RECORD EXTRACTS »
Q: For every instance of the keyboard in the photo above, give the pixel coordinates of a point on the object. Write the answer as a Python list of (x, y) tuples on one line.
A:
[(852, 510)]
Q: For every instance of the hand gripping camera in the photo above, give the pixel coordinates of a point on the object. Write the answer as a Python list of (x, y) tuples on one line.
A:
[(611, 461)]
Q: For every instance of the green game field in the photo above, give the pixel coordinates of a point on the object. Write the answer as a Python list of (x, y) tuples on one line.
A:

--

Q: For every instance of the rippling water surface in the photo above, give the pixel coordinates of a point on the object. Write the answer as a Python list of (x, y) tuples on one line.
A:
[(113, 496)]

YOUR ASSIGNMENT »
Check each line of the material for the string "above" and say how many lines have it. Give the number only.

RESPONSE TO THE TASK »
4